(EXERCISE DETAILS) Retype each entry. Leave every word as it is.

[Collected data]
▼
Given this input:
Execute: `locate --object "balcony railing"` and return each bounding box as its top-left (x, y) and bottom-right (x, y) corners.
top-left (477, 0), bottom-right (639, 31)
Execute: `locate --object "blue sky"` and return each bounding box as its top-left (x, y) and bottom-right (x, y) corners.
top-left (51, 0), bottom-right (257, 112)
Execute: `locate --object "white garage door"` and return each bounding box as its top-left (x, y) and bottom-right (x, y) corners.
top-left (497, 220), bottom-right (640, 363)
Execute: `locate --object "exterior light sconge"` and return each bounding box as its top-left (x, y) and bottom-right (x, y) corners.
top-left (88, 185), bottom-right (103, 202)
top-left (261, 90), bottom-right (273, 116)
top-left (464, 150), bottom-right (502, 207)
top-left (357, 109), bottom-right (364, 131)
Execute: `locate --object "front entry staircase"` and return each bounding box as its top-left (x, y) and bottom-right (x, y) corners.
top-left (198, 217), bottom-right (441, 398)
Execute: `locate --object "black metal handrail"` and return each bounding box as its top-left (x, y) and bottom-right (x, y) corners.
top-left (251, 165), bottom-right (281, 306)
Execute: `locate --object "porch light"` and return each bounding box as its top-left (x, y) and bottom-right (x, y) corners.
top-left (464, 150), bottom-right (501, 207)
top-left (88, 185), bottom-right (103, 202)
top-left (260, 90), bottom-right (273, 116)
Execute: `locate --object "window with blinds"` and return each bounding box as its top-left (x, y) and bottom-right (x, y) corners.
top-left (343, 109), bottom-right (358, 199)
▲
(TASK SOLUTION)
Given this input:
Execute: `locate --object "balcony railing"` and return each bounding box as its top-left (x, y) and bottom-right (x, y) corners.
top-left (477, 0), bottom-right (639, 31)
Execute: `locate --object "blue sky"` and return each bounding box as its top-left (x, y) and bottom-right (x, y) corners.
top-left (51, 0), bottom-right (257, 112)
Execute: `locate --object "white garage door"` and return each bounding box as its top-left (x, y) and bottom-right (x, y) corners.
top-left (497, 220), bottom-right (640, 363)
Execute: `locate --object "exterior light sconge"` and return each bounding box as its top-left (x, y) and bottom-right (x, y) corners.
top-left (88, 185), bottom-right (103, 202)
top-left (261, 90), bottom-right (273, 116)
top-left (464, 150), bottom-right (502, 207)
top-left (357, 109), bottom-right (364, 131)
Execute: `locate --object "front entry staircase"` and return each bounding box as its top-left (x, y) and bottom-right (x, y) corners.
top-left (198, 217), bottom-right (441, 398)
Execute: `locate --object "black metal handrail"` and return each bounding box as its top-left (x, y) and bottom-right (x, y) corners.
top-left (251, 165), bottom-right (281, 306)
Execute: `locate --object "porch light"` and return each bounding box as its top-left (x, y) and bottom-right (x, y) corners.
top-left (464, 150), bottom-right (501, 207)
top-left (88, 185), bottom-right (103, 202)
top-left (260, 90), bottom-right (273, 116)
Execute: `locate --object "window with blinds"` and return each bounding box as its top-left (x, y) and bottom-right (x, y) corners.
top-left (343, 109), bottom-right (358, 199)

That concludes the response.